Data for the task:
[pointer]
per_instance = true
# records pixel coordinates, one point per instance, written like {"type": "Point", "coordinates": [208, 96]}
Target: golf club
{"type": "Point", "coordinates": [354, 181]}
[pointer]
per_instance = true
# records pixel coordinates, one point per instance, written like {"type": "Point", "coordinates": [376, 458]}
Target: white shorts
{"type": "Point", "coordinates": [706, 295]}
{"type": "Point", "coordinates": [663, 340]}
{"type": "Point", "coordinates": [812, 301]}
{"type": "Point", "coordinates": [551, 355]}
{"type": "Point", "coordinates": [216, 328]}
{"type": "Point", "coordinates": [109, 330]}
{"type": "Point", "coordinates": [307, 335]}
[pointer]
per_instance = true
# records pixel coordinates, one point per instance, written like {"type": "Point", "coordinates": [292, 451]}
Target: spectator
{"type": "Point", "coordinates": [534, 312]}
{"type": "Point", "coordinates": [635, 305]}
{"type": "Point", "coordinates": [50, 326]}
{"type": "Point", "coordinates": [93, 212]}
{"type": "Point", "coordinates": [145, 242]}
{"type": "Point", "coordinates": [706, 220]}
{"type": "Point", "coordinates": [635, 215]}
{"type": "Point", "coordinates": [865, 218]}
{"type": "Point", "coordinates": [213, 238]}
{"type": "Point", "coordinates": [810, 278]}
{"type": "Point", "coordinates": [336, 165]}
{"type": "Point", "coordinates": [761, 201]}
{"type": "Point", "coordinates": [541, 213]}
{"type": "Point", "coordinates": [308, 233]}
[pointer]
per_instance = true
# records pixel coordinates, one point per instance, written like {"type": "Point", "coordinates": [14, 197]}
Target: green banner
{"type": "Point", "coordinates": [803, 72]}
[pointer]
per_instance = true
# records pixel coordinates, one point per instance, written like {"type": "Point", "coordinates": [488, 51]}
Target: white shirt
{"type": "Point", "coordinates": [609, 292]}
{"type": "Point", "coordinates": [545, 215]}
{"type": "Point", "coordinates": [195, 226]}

Goal of the exercise: Above are the records; copy all of them exactly.

Output of the task:
[pointer]
per_instance = true
# records pixel coordinates, one point per instance, written like {"type": "Point", "coordinates": [208, 96]}
Target: golf club
{"type": "Point", "coordinates": [354, 181]}
[pointer]
per_instance = true
# records pixel coordinates, one point per instance, written like {"type": "Point", "coordinates": [376, 458]}
Target: white shorts
{"type": "Point", "coordinates": [706, 295]}
{"type": "Point", "coordinates": [663, 340]}
{"type": "Point", "coordinates": [812, 301]}
{"type": "Point", "coordinates": [551, 355]}
{"type": "Point", "coordinates": [216, 328]}
{"type": "Point", "coordinates": [109, 330]}
{"type": "Point", "coordinates": [307, 335]}
[pointer]
per_instance = true
# records pixel coordinates, one point per instance, written like {"type": "Point", "coordinates": [292, 451]}
Target: spectator
{"type": "Point", "coordinates": [534, 312]}
{"type": "Point", "coordinates": [635, 305]}
{"type": "Point", "coordinates": [50, 326]}
{"type": "Point", "coordinates": [93, 212]}
{"type": "Point", "coordinates": [145, 242]}
{"type": "Point", "coordinates": [706, 220]}
{"type": "Point", "coordinates": [635, 215]}
{"type": "Point", "coordinates": [865, 218]}
{"type": "Point", "coordinates": [213, 238]}
{"type": "Point", "coordinates": [810, 278]}
{"type": "Point", "coordinates": [336, 165]}
{"type": "Point", "coordinates": [761, 201]}
{"type": "Point", "coordinates": [541, 213]}
{"type": "Point", "coordinates": [308, 233]}
[pointer]
per_instance = true
# records pixel coordinates, one point per instance, written like {"type": "Point", "coordinates": [14, 197]}
Target: green banner
{"type": "Point", "coordinates": [803, 72]}
[pointer]
per_instance = true
# records pixel coordinates, one point per instance, written like {"type": "Point", "coordinates": [488, 51]}
Target: white shirt
{"type": "Point", "coordinates": [609, 292]}
{"type": "Point", "coordinates": [545, 215]}
{"type": "Point", "coordinates": [195, 226]}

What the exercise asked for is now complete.